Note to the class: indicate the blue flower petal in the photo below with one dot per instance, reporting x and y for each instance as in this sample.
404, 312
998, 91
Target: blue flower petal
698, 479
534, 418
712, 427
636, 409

Given instruction: Send back all of the entries exactly, with nothing missing.

Response:
Note to the class: indicate the blue flower petal in the photo below with one dot per instance, reporting x and y for each instance as in this sample.
404, 312
998, 91
Target: blue flower petal
698, 479
534, 418
712, 427
636, 409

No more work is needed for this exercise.